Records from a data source
════════════════════

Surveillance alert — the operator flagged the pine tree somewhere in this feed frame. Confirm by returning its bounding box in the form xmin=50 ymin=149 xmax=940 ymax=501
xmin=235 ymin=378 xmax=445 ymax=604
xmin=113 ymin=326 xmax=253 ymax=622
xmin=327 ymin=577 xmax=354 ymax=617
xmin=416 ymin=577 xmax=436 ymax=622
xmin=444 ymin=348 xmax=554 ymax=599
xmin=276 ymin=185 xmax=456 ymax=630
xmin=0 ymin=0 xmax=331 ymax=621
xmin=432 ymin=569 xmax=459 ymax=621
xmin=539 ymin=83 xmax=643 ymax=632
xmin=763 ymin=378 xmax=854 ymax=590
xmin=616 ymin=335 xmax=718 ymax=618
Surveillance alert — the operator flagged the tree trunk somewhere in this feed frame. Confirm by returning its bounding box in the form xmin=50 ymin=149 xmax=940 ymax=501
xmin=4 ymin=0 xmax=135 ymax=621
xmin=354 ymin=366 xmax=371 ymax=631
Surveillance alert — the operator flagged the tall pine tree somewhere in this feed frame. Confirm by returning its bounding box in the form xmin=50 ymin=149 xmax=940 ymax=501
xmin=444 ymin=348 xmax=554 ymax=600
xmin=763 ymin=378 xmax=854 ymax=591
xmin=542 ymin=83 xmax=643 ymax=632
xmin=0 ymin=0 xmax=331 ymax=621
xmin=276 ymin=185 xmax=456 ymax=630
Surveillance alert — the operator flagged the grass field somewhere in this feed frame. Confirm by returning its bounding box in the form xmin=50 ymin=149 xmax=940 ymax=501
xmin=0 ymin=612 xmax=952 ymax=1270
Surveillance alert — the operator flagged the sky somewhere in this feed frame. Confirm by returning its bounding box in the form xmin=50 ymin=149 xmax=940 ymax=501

════════════════════

Format every row above as a Markdown table with two columns, Row and Line: put each row's number under Row and its full text under Line. Omit blank lines.

COMPLETED TASK
| Row | Line |
|---|---|
| 1 | Surveillance alert — the operator flagged the pine tree somewhere in this feed frame. Confirm by returning its bounding box in the form xmin=50 ymin=149 xmax=940 ymax=501 |
| 2 | xmin=235 ymin=378 xmax=445 ymax=604 |
| 3 | xmin=113 ymin=326 xmax=253 ymax=622 |
| 4 | xmin=327 ymin=577 xmax=354 ymax=617 |
| 5 | xmin=416 ymin=577 xmax=436 ymax=622 |
| 6 | xmin=444 ymin=348 xmax=554 ymax=599 |
| 7 | xmin=276 ymin=185 xmax=456 ymax=630 |
| 8 | xmin=0 ymin=0 xmax=331 ymax=621 |
| 9 | xmin=432 ymin=569 xmax=459 ymax=621 |
| 10 | xmin=539 ymin=83 xmax=643 ymax=632 |
| 11 | xmin=763 ymin=378 xmax=854 ymax=590 |
| 12 | xmin=616 ymin=335 xmax=718 ymax=618 |
| 13 | Surveillance alert — the operator flagged the tree trunk somewhere in this feed frame. Confirm by returning its bounding box in the form xmin=50 ymin=149 xmax=940 ymax=501 |
| 14 | xmin=4 ymin=0 xmax=135 ymax=621 |
| 15 | xmin=354 ymin=366 xmax=371 ymax=631 |
| 16 | Surveillance alert — the operator flagged the tall pine tree somewhere in this feed frame. Confirm by returning its bounding box in the form xmin=50 ymin=149 xmax=940 ymax=501 |
| 17 | xmin=444 ymin=348 xmax=554 ymax=600 |
| 18 | xmin=763 ymin=378 xmax=854 ymax=591 |
| 19 | xmin=542 ymin=83 xmax=643 ymax=632 |
| 20 | xmin=0 ymin=0 xmax=331 ymax=621 |
| 21 | xmin=276 ymin=185 xmax=456 ymax=630 |
| 22 | Surveillance alert — the operator flagged the grass field somewhere in this feed frame. Confirm by returning its bounding box in the form xmin=50 ymin=149 xmax=940 ymax=501 |
| 23 | xmin=0 ymin=612 xmax=952 ymax=1270 |
| 24 | Surveillance alert — the operator flagged the sky somewhere in this feed frame. Confirm by returning its bounding box in the form xmin=50 ymin=149 xmax=940 ymax=501 |